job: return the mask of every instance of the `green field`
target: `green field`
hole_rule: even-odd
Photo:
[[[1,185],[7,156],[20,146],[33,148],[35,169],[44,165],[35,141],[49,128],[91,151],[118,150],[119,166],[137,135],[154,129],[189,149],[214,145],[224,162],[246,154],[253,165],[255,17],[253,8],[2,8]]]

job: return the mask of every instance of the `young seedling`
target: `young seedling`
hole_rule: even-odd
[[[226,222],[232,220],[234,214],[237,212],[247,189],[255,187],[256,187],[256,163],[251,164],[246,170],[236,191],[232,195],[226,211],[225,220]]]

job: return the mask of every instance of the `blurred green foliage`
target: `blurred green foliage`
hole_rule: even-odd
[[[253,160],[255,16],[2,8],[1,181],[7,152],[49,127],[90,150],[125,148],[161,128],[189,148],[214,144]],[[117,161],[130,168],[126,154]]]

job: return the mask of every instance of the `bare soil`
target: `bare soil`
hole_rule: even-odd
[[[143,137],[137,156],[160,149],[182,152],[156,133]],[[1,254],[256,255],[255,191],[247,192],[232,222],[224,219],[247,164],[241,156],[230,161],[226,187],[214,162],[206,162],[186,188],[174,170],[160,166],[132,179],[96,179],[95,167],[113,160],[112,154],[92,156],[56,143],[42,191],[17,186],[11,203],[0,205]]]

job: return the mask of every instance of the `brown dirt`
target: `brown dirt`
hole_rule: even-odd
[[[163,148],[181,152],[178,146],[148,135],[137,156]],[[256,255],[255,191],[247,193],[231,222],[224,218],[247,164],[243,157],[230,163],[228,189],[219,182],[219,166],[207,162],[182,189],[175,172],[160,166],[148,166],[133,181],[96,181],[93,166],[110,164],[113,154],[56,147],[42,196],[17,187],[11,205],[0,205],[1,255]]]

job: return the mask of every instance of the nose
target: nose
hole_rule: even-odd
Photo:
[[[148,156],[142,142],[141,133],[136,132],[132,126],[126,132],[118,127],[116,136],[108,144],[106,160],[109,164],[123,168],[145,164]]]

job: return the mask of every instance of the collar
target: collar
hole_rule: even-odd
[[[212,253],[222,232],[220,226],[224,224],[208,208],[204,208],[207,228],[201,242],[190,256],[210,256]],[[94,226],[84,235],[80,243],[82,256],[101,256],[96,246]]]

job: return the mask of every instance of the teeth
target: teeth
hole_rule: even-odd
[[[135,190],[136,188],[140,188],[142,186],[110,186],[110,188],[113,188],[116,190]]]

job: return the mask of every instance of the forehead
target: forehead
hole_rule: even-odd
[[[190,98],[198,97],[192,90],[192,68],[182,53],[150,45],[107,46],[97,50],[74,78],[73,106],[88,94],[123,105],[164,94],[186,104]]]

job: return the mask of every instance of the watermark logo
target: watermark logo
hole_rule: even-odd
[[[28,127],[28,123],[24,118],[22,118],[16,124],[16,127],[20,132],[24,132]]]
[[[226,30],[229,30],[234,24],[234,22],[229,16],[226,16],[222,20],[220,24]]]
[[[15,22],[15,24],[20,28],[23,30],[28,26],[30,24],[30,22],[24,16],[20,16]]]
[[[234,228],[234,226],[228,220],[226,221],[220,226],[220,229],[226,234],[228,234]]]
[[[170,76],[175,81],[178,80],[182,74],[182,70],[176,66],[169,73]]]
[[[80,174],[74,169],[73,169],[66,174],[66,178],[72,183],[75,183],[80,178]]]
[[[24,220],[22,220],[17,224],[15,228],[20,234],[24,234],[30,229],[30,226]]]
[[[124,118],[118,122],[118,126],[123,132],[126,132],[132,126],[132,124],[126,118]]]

§ §

■ Aim of the exercise ■
Rewrite all of the rows above, changing every occurrence of "even-odd" to "nonzero" and leaving everything else untouched.

■ Right answer ■
job: return the mask of every instance of the `green field`
target: `green field`
hole_rule: nonzero
Photo:
[[[1,185],[7,156],[20,146],[33,148],[35,169],[44,165],[35,141],[49,128],[91,151],[118,150],[119,166],[137,135],[154,129],[189,149],[214,145],[224,162],[246,154],[253,165],[255,17],[253,8],[2,8]]]

job: return the mask of every instance of the `young seedling`
target: `young seedling`
hole_rule: nonzero
[[[226,222],[232,220],[234,214],[237,212],[247,189],[255,187],[256,187],[256,163],[251,164],[246,170],[236,191],[232,195],[226,211],[225,220]]]

job: return the mask of every instance of the `blurred green foliage`
target: `blurred green foliage`
hole_rule: nonzero
[[[253,160],[255,16],[2,8],[1,181],[7,152],[49,127],[90,150],[125,148],[161,128],[189,148],[214,144]],[[117,161],[130,168],[126,154]]]

job: return the mask of every instance of the `bare soil`
target: `bare soil`
hole_rule: nonzero
[[[143,137],[137,156],[160,149],[182,152],[156,133]],[[1,254],[256,255],[255,191],[247,192],[232,222],[224,219],[247,164],[241,156],[230,161],[226,187],[214,162],[206,162],[186,188],[174,170],[160,166],[132,179],[96,179],[95,167],[113,160],[112,154],[92,156],[56,143],[42,191],[17,186],[11,203],[0,205]]]

job: return the mask of every instance of the `brown dirt`
target: `brown dirt`
hole_rule: nonzero
[[[163,148],[181,152],[178,146],[148,135],[137,156]],[[256,255],[255,191],[247,193],[231,222],[224,218],[247,164],[243,157],[230,163],[228,189],[219,182],[219,166],[207,162],[182,189],[175,172],[160,166],[148,166],[133,181],[96,181],[93,166],[110,164],[113,154],[56,147],[42,196],[17,187],[11,205],[0,205],[1,255]]]

job: return the mask of every instance of the nose
target: nose
hole_rule: nonzero
Photo:
[[[148,156],[142,142],[141,133],[136,132],[132,126],[126,132],[118,127],[116,136],[108,144],[106,160],[109,164],[123,168],[145,164]]]

job: return the mask of every instance of the collar
target: collar
hole_rule: nonzero
[[[212,253],[222,232],[220,226],[224,224],[208,208],[204,208],[207,228],[201,242],[190,256],[210,256]],[[94,226],[84,235],[80,243],[82,256],[101,256],[96,246]]]

job: return the mask of every instance of the teeth
target: teeth
hole_rule: nonzero
[[[135,190],[136,188],[140,188],[142,186],[110,186],[110,188],[113,188],[116,190]]]

job: return the mask of every instance of the forehead
target: forehead
hole_rule: nonzero
[[[190,98],[198,97],[192,90],[192,68],[182,53],[150,45],[107,46],[97,50],[74,78],[73,106],[88,94],[123,105],[164,94],[186,104]]]

job: return the mask of every instance of the watermark logo
target: watermark logo
hole_rule: nonzero
[[[28,127],[28,123],[24,118],[22,118],[16,124],[16,127],[20,132],[24,132]]]
[[[226,30],[229,30],[234,24],[234,22],[229,16],[226,16],[222,20],[220,24]]]
[[[15,22],[15,24],[20,28],[23,30],[28,26],[30,24],[30,22],[24,16],[20,16]]]
[[[234,228],[234,226],[228,220],[226,221],[220,226],[220,229],[226,234],[228,234]]]
[[[170,76],[175,81],[178,80],[182,74],[182,70],[176,66],[169,73]]]
[[[80,174],[74,169],[73,169],[66,174],[66,178],[72,183],[75,183],[80,178]]]
[[[24,220],[22,220],[17,224],[15,228],[20,234],[24,234],[30,229],[30,226]]]
[[[124,118],[118,122],[118,126],[123,132],[126,132],[132,126],[132,124],[126,118]]]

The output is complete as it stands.